Environment and Security

I have not blogged very frequently in 2014 and thus have a big stack of magazine clippings surrounding my desk. One story that caught my eye this past year was authored by journalist Sharon Lerner in The Nation back in November. It concerned alleged links between local pollution from a defense contractor and a cluster of pediatric brain tumors in a small Florida community called The Acreage.

This paragraph caught my eye given that I often work on both environmental issues and national security topics:
“If Al Qaeda sent a team of sleeper cells to poison our groundwater and release toxic materials into the air, people would go nuts. It would be an act of war,” [Law Professor Stephen] Dycus [at Vermont, the author of National Defense and the Environment] notes. “But if we do it to ourselves in the name of national security, in preparation for war, that seems to be sort of OK.”
These are the key paragraphs about the pollutants and area in question:
...the plaintiffs’ attorneys have been constructing their case based on the defense contractor’s well-known history of involvement with projects that involve radioactive materials. Since so many of its operations are top secret, it is difficult to disprove the company’s claims that it has never worked on nuclear planes or spacecraft in Florida. But documents from the 1960s through the ’90s show that Pratt & Whitney had licenses to use at least a dozen radioactive substances [PDF], including radium D and E, thoriated nickel and cesium-137, in Florida. The plaintiffs’ lawyers also unearthed company correspondence indicating that some of these radioactive materials wound up outside of their proper storage places. In court filings, Pratt & Whitney denied having any “contaminations” beyond “properly stored chemical compounds.”
In fact, there is a clear documentary record, stretching across many decades, of Pratt & Whitney contaminating its Florida environs with a variety of toxic materials, both radioactive and nonradioactive. According to a 1985 Department of Environmental Regulation update, the company had soil on its property that contained PCBs—chemicals that have been linked to brain cancer—at more than 200 times the maximum level now allowed even in fenced-off, nonresidential areas. PCBs were also found in fish [PDF] that swam in ponds on the company’s grounds, at more than 7,000 times the safe level set by the Environmental Protection Agency (EPA) for human consumption.
Jet fuel, which was the suspected cause of another cancer cluster in Fallon, Nevada, may also have played a role at the Acreage. A mixture of chemicals that can cross the blood-brain barrier and cause cancer in mice, jet fuel was found at the Pratt & Whitney facility in Florida. According to a 1983 report, there were three plumes of jet fuel totaling some 53,000 gallons beneath the company’s property, and a layer on top of the groundwater in certain places as well.
 In 1979, just one year after the Acreage Homeowners Association formed and began constructing a system of canals to make the area habitable, 2,000 gallons of trichloroethylene (TCE), a carcinogenic solvent, leaked into the groundwater and surface water on Pratt & Whitney's campus, as the company later admitted. 
The entire article is worth your time.

Task statement » Please rewrite the paragraph of the environment and security post beginning "In fact, there is a clear documentary record" as a short bulleted list that keeps its main facts.

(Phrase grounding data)
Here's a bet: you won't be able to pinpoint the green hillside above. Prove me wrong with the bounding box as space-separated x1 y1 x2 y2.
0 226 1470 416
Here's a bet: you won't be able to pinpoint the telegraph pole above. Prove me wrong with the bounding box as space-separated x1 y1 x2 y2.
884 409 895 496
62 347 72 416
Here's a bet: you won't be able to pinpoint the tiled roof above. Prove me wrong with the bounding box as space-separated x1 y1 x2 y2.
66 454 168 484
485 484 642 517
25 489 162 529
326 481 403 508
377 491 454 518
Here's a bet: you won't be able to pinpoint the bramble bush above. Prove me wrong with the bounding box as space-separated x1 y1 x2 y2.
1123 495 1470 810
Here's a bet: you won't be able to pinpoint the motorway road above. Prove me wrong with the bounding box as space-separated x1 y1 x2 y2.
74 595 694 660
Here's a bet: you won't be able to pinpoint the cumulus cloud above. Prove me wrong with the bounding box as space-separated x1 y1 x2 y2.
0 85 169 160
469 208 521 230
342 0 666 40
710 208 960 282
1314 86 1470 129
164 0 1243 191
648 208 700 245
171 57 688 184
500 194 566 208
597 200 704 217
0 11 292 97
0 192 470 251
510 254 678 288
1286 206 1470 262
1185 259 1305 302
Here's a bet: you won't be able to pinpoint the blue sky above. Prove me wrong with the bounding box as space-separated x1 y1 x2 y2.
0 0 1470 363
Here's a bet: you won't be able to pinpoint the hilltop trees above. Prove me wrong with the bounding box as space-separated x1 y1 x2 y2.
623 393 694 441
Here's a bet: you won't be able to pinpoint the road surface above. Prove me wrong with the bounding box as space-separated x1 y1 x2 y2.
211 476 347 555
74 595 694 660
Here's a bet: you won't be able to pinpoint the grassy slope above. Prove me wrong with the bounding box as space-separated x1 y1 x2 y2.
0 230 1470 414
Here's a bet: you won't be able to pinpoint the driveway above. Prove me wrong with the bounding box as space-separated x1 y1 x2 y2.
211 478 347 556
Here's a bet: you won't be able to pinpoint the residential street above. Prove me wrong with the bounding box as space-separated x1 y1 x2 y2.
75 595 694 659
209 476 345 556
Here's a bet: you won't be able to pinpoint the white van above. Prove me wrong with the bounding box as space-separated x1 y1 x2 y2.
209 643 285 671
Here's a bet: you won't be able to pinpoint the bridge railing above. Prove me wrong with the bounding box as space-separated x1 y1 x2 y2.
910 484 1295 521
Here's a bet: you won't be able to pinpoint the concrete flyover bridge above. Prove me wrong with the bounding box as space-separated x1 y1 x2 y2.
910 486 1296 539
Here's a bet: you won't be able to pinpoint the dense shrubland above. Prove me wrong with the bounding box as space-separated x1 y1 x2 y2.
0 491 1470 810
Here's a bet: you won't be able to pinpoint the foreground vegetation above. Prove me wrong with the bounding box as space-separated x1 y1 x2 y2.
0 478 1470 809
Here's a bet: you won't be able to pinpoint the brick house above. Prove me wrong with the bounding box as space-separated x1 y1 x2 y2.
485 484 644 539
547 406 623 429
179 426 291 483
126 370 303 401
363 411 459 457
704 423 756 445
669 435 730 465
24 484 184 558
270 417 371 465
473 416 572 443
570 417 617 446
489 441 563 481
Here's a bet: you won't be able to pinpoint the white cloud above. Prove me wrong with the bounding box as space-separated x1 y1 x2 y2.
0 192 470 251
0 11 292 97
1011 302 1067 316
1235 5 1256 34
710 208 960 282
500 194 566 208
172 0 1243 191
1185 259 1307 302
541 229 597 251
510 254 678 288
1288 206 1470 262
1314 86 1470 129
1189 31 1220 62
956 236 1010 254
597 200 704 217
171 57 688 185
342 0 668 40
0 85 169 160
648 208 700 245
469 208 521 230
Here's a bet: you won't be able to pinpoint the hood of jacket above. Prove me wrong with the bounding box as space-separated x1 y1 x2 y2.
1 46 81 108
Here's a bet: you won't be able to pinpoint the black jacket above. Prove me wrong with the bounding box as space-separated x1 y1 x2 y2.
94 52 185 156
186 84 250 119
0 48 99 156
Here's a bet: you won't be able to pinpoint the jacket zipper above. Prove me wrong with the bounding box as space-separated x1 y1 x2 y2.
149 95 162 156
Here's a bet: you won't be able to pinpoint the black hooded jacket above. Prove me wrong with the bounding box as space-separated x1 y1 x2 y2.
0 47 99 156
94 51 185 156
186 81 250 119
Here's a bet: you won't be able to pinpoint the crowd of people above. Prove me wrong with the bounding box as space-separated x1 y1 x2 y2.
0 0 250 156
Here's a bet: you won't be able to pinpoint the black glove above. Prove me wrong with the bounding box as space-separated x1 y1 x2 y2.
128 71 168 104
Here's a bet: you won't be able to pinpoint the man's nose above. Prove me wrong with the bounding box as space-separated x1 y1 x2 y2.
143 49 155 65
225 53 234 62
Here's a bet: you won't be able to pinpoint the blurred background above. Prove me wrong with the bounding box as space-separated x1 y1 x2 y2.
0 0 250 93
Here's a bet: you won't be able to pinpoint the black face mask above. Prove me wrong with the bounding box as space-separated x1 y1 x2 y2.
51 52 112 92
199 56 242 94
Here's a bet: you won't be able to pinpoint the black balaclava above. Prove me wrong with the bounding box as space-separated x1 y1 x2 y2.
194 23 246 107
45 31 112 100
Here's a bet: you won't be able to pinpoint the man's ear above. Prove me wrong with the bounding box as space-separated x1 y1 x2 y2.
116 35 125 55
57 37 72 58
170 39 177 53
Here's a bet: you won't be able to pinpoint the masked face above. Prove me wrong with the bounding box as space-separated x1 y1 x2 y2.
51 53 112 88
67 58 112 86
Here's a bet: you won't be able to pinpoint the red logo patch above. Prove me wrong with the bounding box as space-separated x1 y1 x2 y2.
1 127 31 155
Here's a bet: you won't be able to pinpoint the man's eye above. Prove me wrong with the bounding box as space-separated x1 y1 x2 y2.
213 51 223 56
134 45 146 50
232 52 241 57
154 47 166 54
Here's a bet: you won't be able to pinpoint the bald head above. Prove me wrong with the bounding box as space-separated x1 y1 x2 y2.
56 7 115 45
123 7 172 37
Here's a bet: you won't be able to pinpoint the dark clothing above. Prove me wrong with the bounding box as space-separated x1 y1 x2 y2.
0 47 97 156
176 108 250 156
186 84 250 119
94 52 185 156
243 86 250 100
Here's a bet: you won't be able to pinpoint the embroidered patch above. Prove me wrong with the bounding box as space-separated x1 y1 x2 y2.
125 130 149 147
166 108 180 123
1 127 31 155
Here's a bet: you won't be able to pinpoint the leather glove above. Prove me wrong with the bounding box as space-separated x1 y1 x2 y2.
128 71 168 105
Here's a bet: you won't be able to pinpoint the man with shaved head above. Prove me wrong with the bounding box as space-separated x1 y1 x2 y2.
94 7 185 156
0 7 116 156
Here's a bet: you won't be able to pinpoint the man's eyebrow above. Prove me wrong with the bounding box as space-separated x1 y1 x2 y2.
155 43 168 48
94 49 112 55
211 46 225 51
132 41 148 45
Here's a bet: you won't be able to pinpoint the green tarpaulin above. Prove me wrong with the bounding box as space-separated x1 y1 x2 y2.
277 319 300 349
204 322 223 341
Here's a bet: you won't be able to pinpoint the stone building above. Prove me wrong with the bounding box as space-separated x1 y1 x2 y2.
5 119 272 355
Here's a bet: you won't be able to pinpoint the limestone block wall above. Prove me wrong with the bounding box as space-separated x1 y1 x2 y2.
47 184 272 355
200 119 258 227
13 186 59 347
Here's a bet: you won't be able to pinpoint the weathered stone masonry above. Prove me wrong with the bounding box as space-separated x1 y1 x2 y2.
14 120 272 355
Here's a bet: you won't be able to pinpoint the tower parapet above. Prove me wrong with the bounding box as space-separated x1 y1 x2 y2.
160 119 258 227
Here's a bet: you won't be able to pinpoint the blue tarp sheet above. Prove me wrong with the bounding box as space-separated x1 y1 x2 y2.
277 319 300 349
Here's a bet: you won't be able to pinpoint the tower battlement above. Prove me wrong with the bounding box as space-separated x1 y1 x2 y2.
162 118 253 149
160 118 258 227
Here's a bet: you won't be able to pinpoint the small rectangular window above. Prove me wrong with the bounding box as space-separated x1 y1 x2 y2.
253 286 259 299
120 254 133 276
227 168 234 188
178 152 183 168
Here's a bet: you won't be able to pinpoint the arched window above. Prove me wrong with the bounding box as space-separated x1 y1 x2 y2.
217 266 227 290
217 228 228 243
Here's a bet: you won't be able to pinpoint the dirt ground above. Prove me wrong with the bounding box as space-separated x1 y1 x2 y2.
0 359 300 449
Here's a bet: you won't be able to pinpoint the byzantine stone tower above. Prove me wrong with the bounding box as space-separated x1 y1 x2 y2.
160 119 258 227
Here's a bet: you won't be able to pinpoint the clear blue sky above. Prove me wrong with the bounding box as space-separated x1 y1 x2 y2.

Task output »
- Records spanning many decades show Pratt & Whitney contaminating its Florida surroundings with radioactive and nonradioactive toxic materials.
- A 1985 Department of Environmental Regulation update found PCBs, which have been linked to brain cancer, in the company's soil at more than 200 times the maximum level now allowed even in fenced-off, nonresidential areas.
- Fish in ponds on the company's grounds contained PCBs at more than 7,000 times the EPA's safe level for human consumption.